- _GOAL OF THE EXERCISE_
Reproduce the following material line for line, without any changes, and leave the pictures out of your answer.

— Start SUPPLIED DATA —

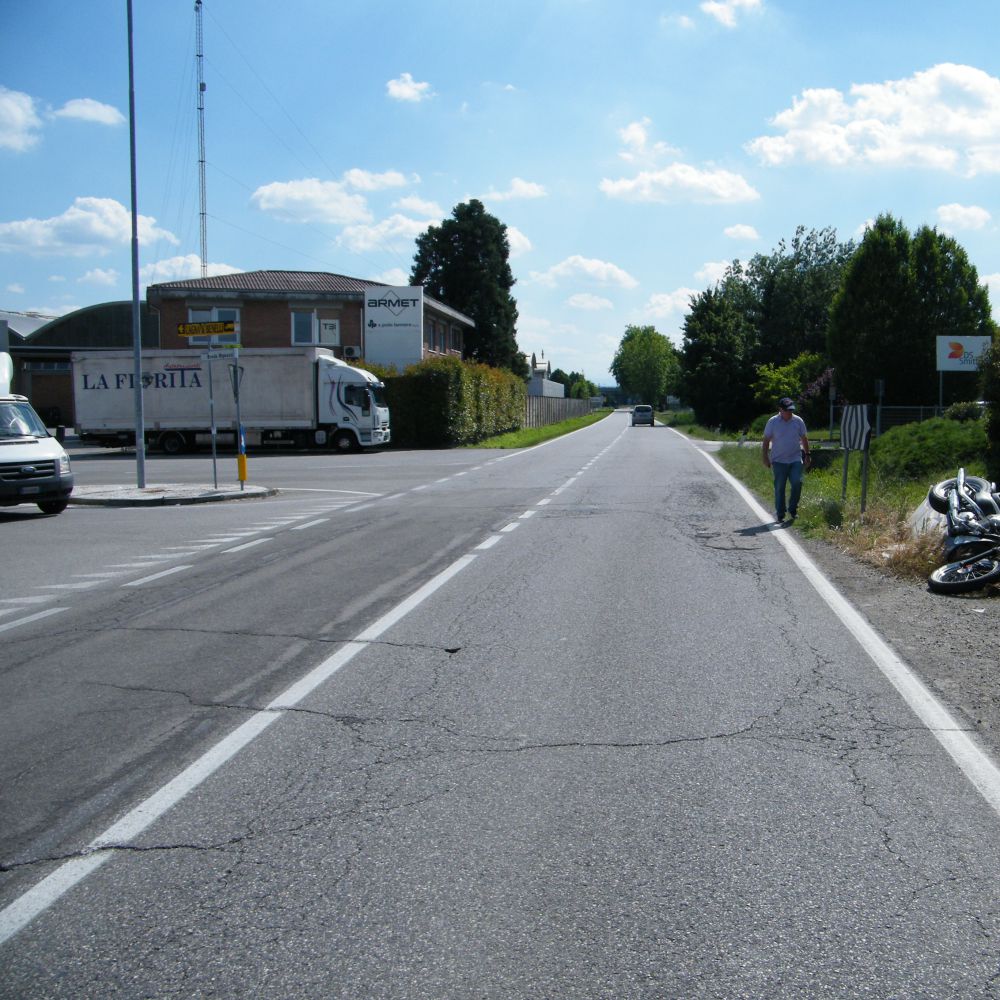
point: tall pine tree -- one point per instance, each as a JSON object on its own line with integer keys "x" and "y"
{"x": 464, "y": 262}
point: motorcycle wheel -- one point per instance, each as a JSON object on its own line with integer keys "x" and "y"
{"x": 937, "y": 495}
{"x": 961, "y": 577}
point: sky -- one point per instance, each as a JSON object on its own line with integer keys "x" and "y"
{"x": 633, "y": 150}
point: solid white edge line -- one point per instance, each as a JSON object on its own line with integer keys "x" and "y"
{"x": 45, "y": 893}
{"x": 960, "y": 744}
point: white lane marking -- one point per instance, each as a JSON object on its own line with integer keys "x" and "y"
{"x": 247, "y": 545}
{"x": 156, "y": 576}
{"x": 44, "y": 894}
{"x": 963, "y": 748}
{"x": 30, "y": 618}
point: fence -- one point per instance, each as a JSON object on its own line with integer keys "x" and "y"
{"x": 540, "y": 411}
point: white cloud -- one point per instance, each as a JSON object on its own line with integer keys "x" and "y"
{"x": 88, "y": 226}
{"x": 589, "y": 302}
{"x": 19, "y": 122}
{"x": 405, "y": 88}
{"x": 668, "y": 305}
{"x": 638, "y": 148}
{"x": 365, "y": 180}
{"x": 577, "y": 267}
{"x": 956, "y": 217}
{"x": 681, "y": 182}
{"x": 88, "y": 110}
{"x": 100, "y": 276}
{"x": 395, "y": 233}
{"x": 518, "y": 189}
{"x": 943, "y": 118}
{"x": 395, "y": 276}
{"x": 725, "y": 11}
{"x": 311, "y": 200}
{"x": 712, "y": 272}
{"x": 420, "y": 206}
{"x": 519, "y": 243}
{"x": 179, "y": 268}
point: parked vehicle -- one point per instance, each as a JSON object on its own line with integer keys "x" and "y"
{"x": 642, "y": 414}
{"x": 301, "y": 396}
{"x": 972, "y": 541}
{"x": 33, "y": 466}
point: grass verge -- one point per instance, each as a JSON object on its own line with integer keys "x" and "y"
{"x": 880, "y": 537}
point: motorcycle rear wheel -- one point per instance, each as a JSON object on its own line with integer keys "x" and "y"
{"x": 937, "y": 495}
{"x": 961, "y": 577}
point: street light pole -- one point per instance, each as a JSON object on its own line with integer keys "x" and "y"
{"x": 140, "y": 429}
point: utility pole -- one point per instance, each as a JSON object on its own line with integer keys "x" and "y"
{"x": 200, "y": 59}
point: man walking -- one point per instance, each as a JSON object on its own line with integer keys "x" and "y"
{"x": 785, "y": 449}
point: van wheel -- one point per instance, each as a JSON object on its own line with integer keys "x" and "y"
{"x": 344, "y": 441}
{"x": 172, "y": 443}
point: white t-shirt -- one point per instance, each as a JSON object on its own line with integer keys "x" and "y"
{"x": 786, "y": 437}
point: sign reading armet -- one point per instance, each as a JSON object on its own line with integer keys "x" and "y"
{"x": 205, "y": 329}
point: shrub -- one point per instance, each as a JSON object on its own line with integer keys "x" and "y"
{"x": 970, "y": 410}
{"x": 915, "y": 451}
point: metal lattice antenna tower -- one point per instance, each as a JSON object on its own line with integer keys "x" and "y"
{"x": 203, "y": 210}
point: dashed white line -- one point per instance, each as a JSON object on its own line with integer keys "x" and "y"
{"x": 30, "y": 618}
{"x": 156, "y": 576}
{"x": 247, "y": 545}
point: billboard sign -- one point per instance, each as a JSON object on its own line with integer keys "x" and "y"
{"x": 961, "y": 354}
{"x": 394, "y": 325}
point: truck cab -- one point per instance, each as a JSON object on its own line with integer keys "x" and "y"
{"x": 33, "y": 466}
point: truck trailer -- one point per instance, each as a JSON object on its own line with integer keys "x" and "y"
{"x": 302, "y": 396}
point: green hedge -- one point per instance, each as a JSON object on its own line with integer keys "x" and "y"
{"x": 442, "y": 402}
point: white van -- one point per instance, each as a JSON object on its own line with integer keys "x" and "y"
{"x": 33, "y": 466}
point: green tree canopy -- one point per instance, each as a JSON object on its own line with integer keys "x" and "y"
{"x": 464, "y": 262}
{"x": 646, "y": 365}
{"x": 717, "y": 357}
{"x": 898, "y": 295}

— End SUPPLIED DATA —

- _RESPONSE TO THIS EXERCISE_
point: tall pine tree -- one point per instance, each as a JSON object on its own line with integer keys "x" and "y"
{"x": 464, "y": 262}
point: motorcycle wheel -- one point per instance, each as a JSON object on its own line with integer keys "x" and "y"
{"x": 937, "y": 495}
{"x": 961, "y": 577}
point: sky -- one point per instance, each as a JSON object on its own line with integer keys "x" and "y"
{"x": 633, "y": 150}
point: solid white edge line -- one point per instance, each as a JSON object on its own line with integer keys "x" and "y"
{"x": 45, "y": 893}
{"x": 960, "y": 744}
point: white lane marking -- one point per instance, each as a JSON object on its own line with integer keys "x" and "y"
{"x": 247, "y": 545}
{"x": 156, "y": 576}
{"x": 44, "y": 894}
{"x": 963, "y": 748}
{"x": 30, "y": 618}
point: fence -- one point per instance, each as a JSON object on its own line with integer keys "x" and "y"
{"x": 540, "y": 411}
point: white cloud -- one point per instance, each as a JSON object on its own line with integer keys "x" and "y"
{"x": 88, "y": 226}
{"x": 589, "y": 302}
{"x": 19, "y": 122}
{"x": 405, "y": 88}
{"x": 668, "y": 305}
{"x": 638, "y": 148}
{"x": 365, "y": 180}
{"x": 577, "y": 267}
{"x": 956, "y": 217}
{"x": 681, "y": 182}
{"x": 88, "y": 110}
{"x": 100, "y": 276}
{"x": 395, "y": 233}
{"x": 518, "y": 189}
{"x": 943, "y": 118}
{"x": 395, "y": 276}
{"x": 725, "y": 11}
{"x": 311, "y": 200}
{"x": 712, "y": 272}
{"x": 420, "y": 206}
{"x": 519, "y": 243}
{"x": 179, "y": 268}
point: parked vehicle -- one point per instance, each as a JSON object on its own line with integer keys "x" and "y"
{"x": 642, "y": 414}
{"x": 301, "y": 396}
{"x": 972, "y": 541}
{"x": 33, "y": 466}
point: grass verge -- one point per instance, each as a JSON object on its own line with integer keys "x" and "y"
{"x": 880, "y": 537}
point: motorcycle rear wheel -- one point per instance, each as a JSON object on its own line with integer keys "x" and "y"
{"x": 937, "y": 495}
{"x": 961, "y": 577}
point: street light pole -- one point per instance, each as a JSON object on its own line with integer keys "x" and "y"
{"x": 140, "y": 429}
point: utility pole -- one point per instance, each as a JSON object on its own line with integer keys "x" and "y"
{"x": 200, "y": 59}
point: man walking -- one point per instance, each as a JSON object on its own line with integer keys "x" and "y"
{"x": 785, "y": 449}
point: van wheel -- one point per instance, each as a JSON object on its own line with integer keys "x" and "y"
{"x": 344, "y": 441}
{"x": 172, "y": 443}
point: white t-shirt -- one point per instance, each as a JSON object on its own line with integer keys "x" and "y"
{"x": 786, "y": 437}
point: sign reading armet -- one point per instance, each as a JSON object on its own line with integer keys "x" and "y"
{"x": 205, "y": 329}
point: shrub -- one point per instance, each as a JSON object on its own line with integer keys "x" and "y"
{"x": 970, "y": 410}
{"x": 915, "y": 451}
point: metal lattice antenna tower -- one point per instance, each as a JSON object on its own line with integer keys "x" and "y"
{"x": 203, "y": 210}
point: dashed white line -- one point per instance, each as a JSON object on its own line with integer keys "x" and "y"
{"x": 30, "y": 618}
{"x": 156, "y": 576}
{"x": 247, "y": 545}
point: billboard sign -- one point per instance, each as a JSON object on its own line with integer keys "x" and "y"
{"x": 961, "y": 354}
{"x": 394, "y": 325}
point: truck cab -- one point per instance, each as a JSON object on its own line with integer keys "x" and "y"
{"x": 33, "y": 466}
point: truck trailer -- one point per instance, each as a JSON object on its own line with integer keys "x" and "y"
{"x": 302, "y": 396}
point: green hedge -- one point per instance, each as a JSON object on its own line with integer keys "x" and "y"
{"x": 442, "y": 402}
point: white van -- one point per instance, each as a JSON object on its own line with integer keys "x" and "y"
{"x": 33, "y": 466}
point: green tree canopy -- one point per instance, each as a JSON object on its own line with integer keys "x" and "y"
{"x": 464, "y": 262}
{"x": 646, "y": 365}
{"x": 717, "y": 357}
{"x": 898, "y": 295}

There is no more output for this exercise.